## ASSIGNMENT
Go over the lines below, and when one contains the word "clock", copy it.

## DATASET EXCERPTS
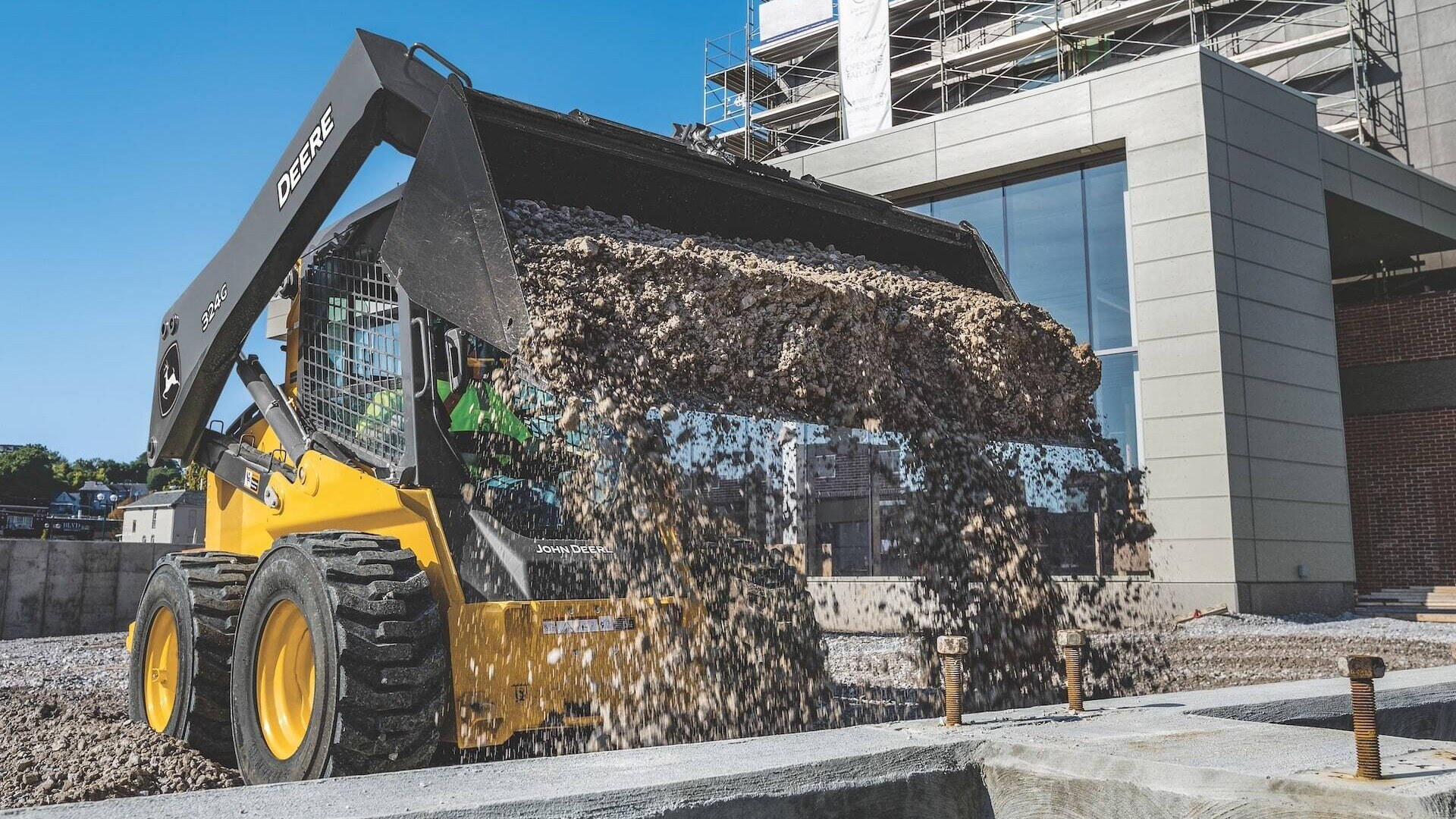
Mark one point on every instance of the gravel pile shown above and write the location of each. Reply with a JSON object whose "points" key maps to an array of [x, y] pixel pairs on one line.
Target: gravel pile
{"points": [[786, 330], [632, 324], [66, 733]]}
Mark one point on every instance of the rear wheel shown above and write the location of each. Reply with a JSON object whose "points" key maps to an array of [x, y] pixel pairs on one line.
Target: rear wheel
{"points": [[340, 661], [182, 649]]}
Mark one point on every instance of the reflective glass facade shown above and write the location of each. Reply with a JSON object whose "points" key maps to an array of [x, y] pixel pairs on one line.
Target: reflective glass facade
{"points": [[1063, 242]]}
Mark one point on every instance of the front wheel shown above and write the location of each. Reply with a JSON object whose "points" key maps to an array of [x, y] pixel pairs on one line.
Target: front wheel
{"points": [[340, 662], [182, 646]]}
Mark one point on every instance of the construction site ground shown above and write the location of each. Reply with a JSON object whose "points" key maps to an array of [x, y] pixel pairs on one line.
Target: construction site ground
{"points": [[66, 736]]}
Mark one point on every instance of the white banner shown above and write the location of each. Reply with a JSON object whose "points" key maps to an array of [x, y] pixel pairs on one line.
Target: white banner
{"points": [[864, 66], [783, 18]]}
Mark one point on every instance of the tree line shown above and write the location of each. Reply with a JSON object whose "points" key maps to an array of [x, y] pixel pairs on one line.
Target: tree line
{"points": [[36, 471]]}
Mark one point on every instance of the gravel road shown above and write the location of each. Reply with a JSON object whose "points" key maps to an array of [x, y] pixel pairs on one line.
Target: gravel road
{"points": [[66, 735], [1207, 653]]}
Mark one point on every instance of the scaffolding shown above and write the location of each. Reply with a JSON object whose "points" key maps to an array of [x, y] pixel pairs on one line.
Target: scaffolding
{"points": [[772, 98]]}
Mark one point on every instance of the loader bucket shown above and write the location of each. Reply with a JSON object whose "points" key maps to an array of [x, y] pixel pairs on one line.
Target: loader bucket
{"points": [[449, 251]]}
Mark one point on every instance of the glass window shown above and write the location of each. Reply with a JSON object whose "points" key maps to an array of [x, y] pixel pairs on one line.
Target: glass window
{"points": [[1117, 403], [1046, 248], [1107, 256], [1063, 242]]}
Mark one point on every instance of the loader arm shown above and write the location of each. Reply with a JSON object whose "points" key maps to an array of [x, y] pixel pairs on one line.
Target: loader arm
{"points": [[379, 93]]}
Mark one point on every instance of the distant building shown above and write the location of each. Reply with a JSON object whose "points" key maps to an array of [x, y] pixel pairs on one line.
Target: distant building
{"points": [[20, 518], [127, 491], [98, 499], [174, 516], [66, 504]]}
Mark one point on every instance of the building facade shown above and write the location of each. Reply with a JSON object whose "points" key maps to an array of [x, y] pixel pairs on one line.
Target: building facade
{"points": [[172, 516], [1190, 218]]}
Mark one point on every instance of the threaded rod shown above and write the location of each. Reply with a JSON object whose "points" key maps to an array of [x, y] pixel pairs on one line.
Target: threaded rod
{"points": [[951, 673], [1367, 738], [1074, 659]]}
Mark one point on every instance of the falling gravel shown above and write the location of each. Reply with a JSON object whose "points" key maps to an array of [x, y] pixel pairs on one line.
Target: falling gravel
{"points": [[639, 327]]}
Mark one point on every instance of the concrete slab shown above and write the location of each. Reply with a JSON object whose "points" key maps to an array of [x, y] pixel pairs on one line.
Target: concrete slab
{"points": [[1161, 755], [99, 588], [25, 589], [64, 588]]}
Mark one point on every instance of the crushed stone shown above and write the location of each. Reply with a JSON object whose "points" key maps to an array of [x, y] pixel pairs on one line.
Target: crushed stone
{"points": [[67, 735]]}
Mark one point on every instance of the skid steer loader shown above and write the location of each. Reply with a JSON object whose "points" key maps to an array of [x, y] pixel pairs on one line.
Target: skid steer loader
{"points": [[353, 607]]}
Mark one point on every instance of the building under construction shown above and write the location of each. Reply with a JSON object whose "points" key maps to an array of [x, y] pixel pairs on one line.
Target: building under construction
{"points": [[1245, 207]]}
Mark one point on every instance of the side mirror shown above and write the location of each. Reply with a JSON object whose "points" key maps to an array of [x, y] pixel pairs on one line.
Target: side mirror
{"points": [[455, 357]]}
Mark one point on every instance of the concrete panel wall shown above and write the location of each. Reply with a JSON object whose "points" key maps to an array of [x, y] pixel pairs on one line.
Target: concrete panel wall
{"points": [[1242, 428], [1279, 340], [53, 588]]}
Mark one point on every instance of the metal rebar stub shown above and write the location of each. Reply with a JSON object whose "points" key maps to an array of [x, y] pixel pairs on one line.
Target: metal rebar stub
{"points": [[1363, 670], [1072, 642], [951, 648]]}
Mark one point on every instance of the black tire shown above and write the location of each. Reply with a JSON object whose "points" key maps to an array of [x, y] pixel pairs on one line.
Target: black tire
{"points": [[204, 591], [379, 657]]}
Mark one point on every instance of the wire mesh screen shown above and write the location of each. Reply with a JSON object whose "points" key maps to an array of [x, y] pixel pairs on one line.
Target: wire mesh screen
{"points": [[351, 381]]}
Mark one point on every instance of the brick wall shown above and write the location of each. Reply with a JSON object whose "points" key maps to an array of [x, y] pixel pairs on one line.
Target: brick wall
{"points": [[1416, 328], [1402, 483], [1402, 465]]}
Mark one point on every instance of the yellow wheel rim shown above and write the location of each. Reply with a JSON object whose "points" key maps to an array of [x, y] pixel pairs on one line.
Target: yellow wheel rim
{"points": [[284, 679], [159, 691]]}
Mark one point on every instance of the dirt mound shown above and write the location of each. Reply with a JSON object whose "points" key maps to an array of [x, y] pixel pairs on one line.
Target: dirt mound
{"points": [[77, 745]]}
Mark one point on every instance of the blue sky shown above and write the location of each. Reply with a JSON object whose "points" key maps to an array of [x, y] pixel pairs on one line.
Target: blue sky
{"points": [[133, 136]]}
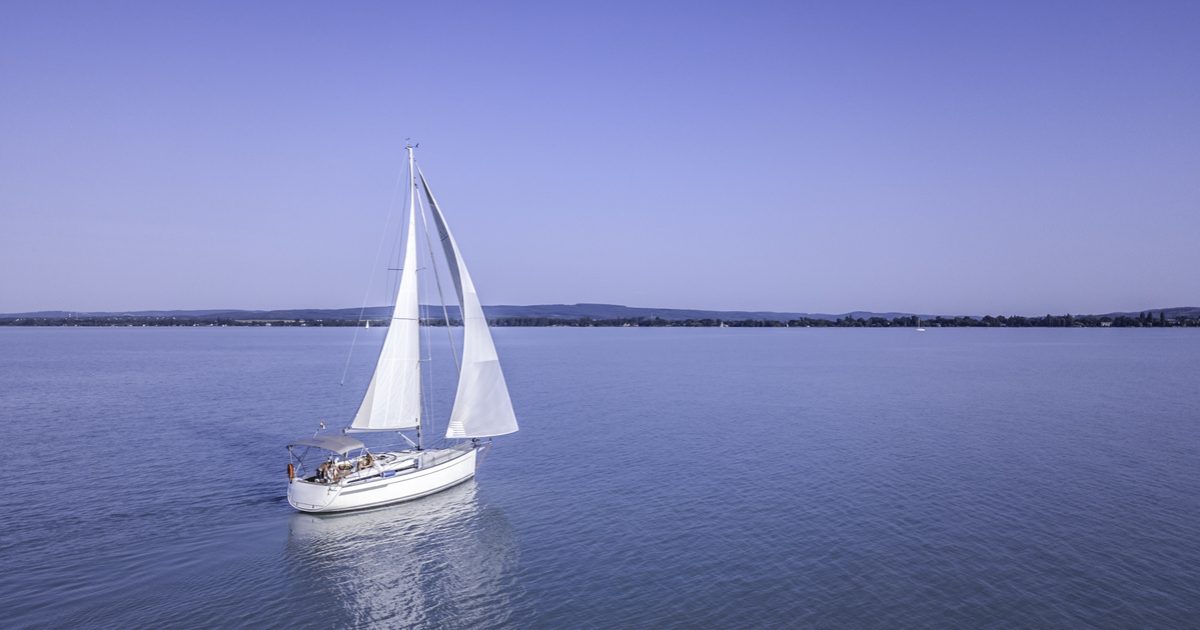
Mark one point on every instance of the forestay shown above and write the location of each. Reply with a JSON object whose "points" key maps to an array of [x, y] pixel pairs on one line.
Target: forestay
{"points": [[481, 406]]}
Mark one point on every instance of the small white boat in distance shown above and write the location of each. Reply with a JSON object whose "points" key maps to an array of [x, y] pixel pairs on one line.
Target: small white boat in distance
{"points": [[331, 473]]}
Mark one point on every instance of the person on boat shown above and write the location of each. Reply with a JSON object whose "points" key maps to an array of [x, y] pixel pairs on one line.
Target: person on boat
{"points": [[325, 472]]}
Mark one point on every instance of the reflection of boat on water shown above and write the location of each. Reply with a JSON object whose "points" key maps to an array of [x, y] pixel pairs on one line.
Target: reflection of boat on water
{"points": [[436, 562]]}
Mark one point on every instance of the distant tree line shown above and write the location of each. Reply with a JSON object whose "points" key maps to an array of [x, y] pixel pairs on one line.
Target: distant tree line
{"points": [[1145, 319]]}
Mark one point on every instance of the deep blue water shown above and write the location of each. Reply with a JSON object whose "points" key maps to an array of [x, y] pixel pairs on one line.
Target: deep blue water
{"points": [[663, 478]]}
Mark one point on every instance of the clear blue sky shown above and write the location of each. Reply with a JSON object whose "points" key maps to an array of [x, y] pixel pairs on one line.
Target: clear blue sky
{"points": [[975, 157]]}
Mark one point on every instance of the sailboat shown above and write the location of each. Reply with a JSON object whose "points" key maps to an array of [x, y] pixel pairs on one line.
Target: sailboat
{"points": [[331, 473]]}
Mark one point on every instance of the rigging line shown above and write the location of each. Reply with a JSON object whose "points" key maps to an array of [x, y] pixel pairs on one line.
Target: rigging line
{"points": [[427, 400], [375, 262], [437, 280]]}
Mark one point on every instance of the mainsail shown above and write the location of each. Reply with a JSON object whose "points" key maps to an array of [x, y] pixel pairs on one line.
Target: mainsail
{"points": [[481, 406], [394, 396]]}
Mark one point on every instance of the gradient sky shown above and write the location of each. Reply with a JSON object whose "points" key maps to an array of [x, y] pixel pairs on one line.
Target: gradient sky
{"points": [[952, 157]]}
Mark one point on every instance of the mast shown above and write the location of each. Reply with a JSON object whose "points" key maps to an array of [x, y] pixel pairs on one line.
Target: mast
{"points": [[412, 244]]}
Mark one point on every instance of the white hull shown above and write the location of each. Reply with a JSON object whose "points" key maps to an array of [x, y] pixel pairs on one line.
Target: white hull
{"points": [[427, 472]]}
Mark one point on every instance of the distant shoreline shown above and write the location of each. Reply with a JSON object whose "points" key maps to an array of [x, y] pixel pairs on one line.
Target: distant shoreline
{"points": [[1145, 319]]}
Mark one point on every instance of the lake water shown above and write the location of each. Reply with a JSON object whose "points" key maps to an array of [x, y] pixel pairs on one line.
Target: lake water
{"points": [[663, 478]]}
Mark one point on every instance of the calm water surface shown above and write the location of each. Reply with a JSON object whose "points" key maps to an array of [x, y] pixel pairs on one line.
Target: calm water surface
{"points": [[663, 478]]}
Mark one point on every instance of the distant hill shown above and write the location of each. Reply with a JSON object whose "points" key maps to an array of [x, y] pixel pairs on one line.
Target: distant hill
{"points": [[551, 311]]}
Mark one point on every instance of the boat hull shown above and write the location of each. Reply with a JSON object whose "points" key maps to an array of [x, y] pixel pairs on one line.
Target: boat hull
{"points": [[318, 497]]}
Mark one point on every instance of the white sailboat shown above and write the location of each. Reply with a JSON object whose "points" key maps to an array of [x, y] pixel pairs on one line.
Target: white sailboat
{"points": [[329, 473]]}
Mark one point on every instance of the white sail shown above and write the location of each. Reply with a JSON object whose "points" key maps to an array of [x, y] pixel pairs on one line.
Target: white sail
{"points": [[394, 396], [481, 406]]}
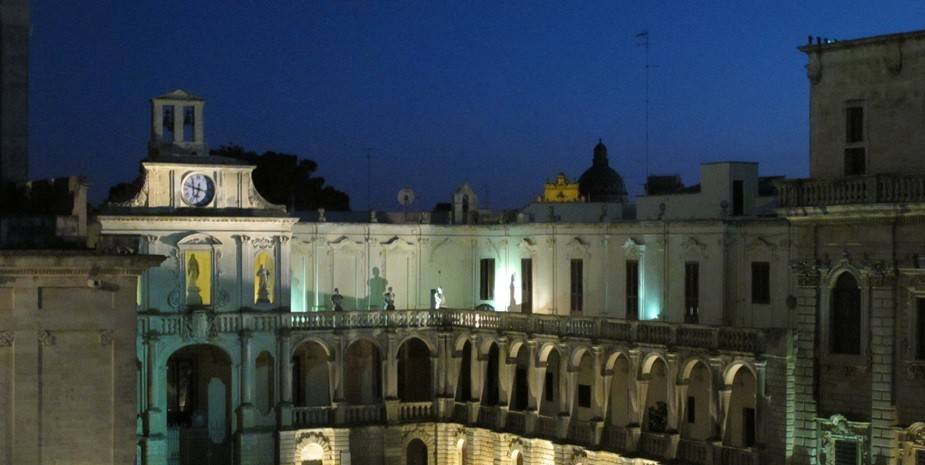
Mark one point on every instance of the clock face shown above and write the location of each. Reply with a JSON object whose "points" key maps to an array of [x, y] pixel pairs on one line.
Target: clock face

## ANSWER SECTION
Mark one point on every instance of the clock face shown above and write the location of each. Reply with a JSON object whose "points" key maps to an array of [x, y] pixel pairs on one line.
Target: clock face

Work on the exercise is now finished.